• **Stored data**:
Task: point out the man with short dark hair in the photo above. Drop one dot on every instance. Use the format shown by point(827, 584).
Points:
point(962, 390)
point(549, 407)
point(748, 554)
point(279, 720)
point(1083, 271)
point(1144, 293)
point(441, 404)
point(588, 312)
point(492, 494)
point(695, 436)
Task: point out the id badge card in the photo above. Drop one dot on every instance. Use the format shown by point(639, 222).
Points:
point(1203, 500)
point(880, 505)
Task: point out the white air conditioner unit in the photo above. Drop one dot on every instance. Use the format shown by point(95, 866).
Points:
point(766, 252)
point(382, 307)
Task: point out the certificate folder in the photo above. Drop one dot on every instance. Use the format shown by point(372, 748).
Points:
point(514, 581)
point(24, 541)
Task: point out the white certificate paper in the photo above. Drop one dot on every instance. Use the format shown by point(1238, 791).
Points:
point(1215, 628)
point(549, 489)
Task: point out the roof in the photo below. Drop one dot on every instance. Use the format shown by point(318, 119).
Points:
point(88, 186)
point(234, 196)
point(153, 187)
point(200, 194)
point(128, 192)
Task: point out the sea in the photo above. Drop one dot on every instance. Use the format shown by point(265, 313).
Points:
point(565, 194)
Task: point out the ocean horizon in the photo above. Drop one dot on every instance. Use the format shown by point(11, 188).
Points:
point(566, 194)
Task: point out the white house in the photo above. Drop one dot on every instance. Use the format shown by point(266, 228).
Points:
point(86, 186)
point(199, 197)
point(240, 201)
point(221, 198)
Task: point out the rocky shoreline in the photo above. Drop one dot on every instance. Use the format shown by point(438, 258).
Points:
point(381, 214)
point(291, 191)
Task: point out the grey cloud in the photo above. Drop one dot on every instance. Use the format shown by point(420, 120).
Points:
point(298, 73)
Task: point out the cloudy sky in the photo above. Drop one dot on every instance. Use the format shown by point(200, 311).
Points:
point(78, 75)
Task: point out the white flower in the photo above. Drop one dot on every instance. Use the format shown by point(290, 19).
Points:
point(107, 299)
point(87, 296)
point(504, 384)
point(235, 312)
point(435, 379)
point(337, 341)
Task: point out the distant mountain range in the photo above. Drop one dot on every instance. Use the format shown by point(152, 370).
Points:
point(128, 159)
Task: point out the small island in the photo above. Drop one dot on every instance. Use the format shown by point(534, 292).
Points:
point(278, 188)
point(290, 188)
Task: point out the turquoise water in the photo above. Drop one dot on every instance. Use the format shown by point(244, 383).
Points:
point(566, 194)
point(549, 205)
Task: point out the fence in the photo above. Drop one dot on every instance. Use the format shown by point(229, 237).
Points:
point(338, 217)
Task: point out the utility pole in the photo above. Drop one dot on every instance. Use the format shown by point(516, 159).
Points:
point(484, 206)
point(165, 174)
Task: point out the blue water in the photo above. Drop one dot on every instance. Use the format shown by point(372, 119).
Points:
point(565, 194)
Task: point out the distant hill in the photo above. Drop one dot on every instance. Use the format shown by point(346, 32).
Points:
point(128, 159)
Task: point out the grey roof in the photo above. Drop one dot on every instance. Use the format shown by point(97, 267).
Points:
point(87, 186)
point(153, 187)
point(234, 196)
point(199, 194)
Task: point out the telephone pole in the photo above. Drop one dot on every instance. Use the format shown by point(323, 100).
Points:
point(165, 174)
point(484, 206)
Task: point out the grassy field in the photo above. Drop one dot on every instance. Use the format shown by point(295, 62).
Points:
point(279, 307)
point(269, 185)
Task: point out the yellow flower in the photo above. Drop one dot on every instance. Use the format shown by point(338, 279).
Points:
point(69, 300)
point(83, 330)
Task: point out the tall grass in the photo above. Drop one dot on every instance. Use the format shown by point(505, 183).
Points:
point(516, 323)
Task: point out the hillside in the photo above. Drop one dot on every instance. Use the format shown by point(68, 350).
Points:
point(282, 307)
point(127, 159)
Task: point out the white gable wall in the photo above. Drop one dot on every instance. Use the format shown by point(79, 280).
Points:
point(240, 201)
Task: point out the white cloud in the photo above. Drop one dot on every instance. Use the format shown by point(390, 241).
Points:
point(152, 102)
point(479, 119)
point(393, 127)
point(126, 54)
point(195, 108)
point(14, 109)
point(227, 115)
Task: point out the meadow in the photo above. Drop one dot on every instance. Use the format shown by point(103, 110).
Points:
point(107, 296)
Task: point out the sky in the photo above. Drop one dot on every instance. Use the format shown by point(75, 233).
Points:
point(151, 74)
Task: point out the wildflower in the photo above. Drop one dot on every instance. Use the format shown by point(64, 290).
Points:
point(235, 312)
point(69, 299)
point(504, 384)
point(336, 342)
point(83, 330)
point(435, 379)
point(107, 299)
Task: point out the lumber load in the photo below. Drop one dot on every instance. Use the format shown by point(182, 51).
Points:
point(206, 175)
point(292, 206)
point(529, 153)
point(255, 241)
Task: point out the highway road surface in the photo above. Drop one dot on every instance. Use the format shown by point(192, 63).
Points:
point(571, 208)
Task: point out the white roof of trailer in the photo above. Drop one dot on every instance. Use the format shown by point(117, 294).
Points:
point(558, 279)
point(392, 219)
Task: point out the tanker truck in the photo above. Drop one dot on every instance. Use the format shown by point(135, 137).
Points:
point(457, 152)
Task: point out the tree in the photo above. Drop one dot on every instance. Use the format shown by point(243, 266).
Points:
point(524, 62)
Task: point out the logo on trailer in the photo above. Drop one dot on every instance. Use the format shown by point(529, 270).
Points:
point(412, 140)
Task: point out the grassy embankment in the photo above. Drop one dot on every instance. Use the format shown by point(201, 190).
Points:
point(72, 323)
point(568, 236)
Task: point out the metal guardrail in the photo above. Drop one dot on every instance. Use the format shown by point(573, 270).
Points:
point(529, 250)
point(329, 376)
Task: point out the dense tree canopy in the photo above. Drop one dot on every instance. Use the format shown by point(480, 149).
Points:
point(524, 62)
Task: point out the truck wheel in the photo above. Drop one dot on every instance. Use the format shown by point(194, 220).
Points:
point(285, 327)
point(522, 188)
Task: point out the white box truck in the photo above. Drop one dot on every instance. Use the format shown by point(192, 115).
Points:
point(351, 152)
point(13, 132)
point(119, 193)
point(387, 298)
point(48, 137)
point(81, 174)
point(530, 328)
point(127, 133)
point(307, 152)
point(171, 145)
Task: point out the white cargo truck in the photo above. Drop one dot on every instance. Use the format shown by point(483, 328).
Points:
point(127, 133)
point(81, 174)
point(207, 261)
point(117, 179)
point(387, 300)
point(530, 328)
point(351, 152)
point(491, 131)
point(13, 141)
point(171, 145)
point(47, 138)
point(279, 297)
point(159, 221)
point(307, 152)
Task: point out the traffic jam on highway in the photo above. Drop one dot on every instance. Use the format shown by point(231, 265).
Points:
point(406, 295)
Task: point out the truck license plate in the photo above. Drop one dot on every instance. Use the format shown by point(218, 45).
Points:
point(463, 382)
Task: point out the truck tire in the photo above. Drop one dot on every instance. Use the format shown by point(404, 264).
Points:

• **Set exercise**:
Can you return every one of the records above verbatim, with no character changed?

• **Result**:
Task: point out the man with short dark hair in the photo above. Drop one dot on every instance. Use the format shown by point(827, 584).
Points:
point(962, 390)
point(549, 407)
point(748, 554)
point(279, 720)
point(1083, 271)
point(1144, 293)
point(441, 404)
point(588, 312)
point(492, 494)
point(695, 436)
Task: point out the id badge card in the photo above. Drop one dot on every instance. Use the format shown by point(639, 222).
Points:
point(1203, 500)
point(880, 505)
Task: point out the white air conditioner unit in the photo above. Drop one dot on every instance. Use the format shown by point(95, 866).
Points:
point(766, 252)
point(382, 307)
Task: point out the certificate folder in the photo above. Drop one dot on every instance. Use the format shown by point(372, 748).
Points:
point(514, 581)
point(24, 541)
Task: point out the white certificate paper in the photo above. Drop one dot on every instance. Use the format shown by point(1238, 791).
Points:
point(1215, 628)
point(549, 489)
Task: point out the roof in the photo below. Drop one dot on every instance. Use the format shown by point(318, 119).
Points:
point(88, 186)
point(234, 196)
point(153, 187)
point(200, 194)
point(128, 192)
Task: point out the sea in the photo above. Drop one dot on every instance. Use the format shown by point(265, 313).
Points:
point(565, 194)
Task: point out the ocean horizon in the photo above. Drop one dot on every instance. Use the format shown by point(11, 188).
Points:
point(566, 194)
Task: point out the white house in the photo above. Drop one dot on every instance. Use the format shown by point(266, 228).
Points:
point(86, 186)
point(199, 197)
point(240, 201)
point(221, 198)
Task: point out the rocky shoreline in the photo above. Drop one dot on every instance. Use the format shown by point(438, 258).
Points:
point(381, 214)
point(291, 191)
Task: point out the grey cloud in the photo above. Drop one dot on every instance. Use the format shown by point(420, 120).
Points:
point(298, 73)
Task: point out the cloudy sky in the photo above. Drop one dot on every instance. Use the format shown by point(200, 311).
Points:
point(78, 75)
Task: point out the white flower in the photo above. Drop one dot on every instance. Use the format shown by point(290, 19).
Points:
point(107, 299)
point(87, 296)
point(504, 384)
point(235, 312)
point(435, 379)
point(337, 341)
Task: point out the distant mountain range in the photo above. Drop one dot on every instance. Use the format shown by point(152, 370).
Points:
point(128, 159)
Task: point out the small island in the photo above. Drop one dot on every instance. Use the format shown by point(534, 292).
Points:
point(278, 188)
point(290, 188)
Task: point out the turquoise water in the photo above. Drop one dot on every instance. Use the format shown by point(244, 383).
Points:
point(566, 194)
point(549, 205)
Task: point out the fence in the photo above. Drop one dot on every instance. Use the format shown by point(229, 237).
Points:
point(338, 217)
Task: point out the utility pole in the photo above. Drop one dot on every instance. Use the format shown by point(516, 159).
Points:
point(484, 206)
point(165, 174)
Task: point out the blue water in the photo above. Drop one dot on every instance. Use the format shown by point(372, 119).
Points:
point(565, 194)
Task: point out the distant hill in the photo above. Drop one dot on every instance. Use the format shown by point(346, 32).
Points:
point(128, 159)
Task: point out the grey roof in the photo above. Drop one dot on every instance. Use the format shown by point(97, 267).
Points:
point(87, 186)
point(153, 187)
point(234, 196)
point(199, 194)
Task: point out the telephone pole in the photo above. Drop one dot on every instance. Use the format shown by point(323, 100).
Points:
point(165, 174)
point(484, 206)
Task: point out the grassy field in the photo above. Drop one dot on every instance. Use the format shown by point(295, 62).
Points:
point(279, 307)
point(269, 185)
Task: point out the yellow flower in the photo above. Drop one dot on every instance. Use the format shown by point(338, 279).
Points:
point(69, 300)
point(83, 330)
Task: point out the tall grass in the photo above. Drop one dot on every instance. Use the format shown by point(505, 183).
Points:
point(516, 323)
Task: point out the hillside in the photo above. Drop one dot on every instance. Use the format shown by point(68, 350).
Points:
point(282, 307)
point(127, 159)
Task: point out the white gable wall in the photo above. Drop one dot on every instance. Use the format shown by point(79, 280).
Points:
point(240, 201)
Task: point out the white cloud in the photo above. Drop one dot on every instance. Use the format shown by point(390, 241).
Points:
point(152, 102)
point(479, 119)
point(393, 127)
point(126, 54)
point(195, 108)
point(14, 109)
point(227, 115)
Task: point out the meadow in the photo above. Drop one dot on every instance. Use the format shown by point(103, 110).
Points:
point(107, 296)
Task: point out the sky in the photo above. Drop one dot on every instance. Use the format shown by point(75, 233).
Points:
point(151, 74)
Task: point out the wildflower in the photo above. Drop one dot on every instance. Use the format shown by point(64, 290).
Points:
point(235, 312)
point(69, 299)
point(504, 384)
point(336, 342)
point(83, 330)
point(435, 379)
point(107, 299)
Task: point out the lumber load in the photo below. Drop one dot on every instance. Use the format shown by point(182, 51).
Points:
point(206, 175)
point(292, 206)
point(529, 153)
point(255, 241)
Task: point out the highway road surface in the photo above. Drop one dot on every instance. Use the format shown by point(192, 63).
Points:
point(571, 208)
Task: point out the white roof of trailer in the photo above. Drop one dot on every instance. Use the format shown by point(117, 294).
Points:
point(558, 279)
point(392, 219)
Task: point out the tanker truck in the photo above. Drop one dot on every instance. Use the format shown by point(135, 137).
Points:
point(457, 152)
Task: point out the tree in the photo above. Drop one dot on every instance. Use the format shown by point(243, 266).
Points:
point(524, 62)
Task: point out the logo on trailer in the photo above. Drop one dot on every instance. Use the format shown by point(529, 270).
Points:
point(412, 140)
Task: point out the grassy embankment in the photo above. Drop one dot on every instance. Use the format shown by point(201, 190).
Points:
point(72, 323)
point(568, 236)
Task: point out the metal guardrail in the photo above. Drop one dot on every instance. Use the format shown by point(573, 270).
Points:
point(529, 250)
point(329, 376)
Task: point out the dense tree canopy in the photo above. Drop one dot on every instance. Use the format shown by point(480, 149).
Points:
point(524, 62)
Task: point out the truck wheel in the photo above. Drop one dot on every instance. Use the format shown by point(194, 220).
Points:
point(285, 327)
point(522, 188)
Task: point out the white box truck in the photo above. Drop one dot on every instance. Use the format shown by point(192, 115).
Points:
point(351, 152)
point(13, 132)
point(119, 193)
point(387, 298)
point(48, 137)
point(81, 174)
point(530, 328)
point(127, 133)
point(307, 152)
point(171, 145)
Task: point out the white cargo truck in the photo above. Drop one dot on every instance. Use the format shown by point(483, 328).
Points:
point(127, 133)
point(81, 174)
point(207, 261)
point(117, 179)
point(387, 300)
point(530, 328)
point(351, 152)
point(491, 131)
point(13, 141)
point(171, 145)
point(47, 138)
point(279, 297)
point(159, 221)
point(307, 152)
Task: point out the traffic jam on highway in the photo above. Drop one dot on every instance. Use the format shown by point(231, 265).
Points:
point(406, 295)
Task: point out the truck license plate in the photo above. Drop one dot on every instance. Use the format shown by point(218, 45).
Points:
point(463, 382)
Task: point out the truck tire in the photo above. Drop one dot on every instance. Use the format shown by point(404, 264).
Points:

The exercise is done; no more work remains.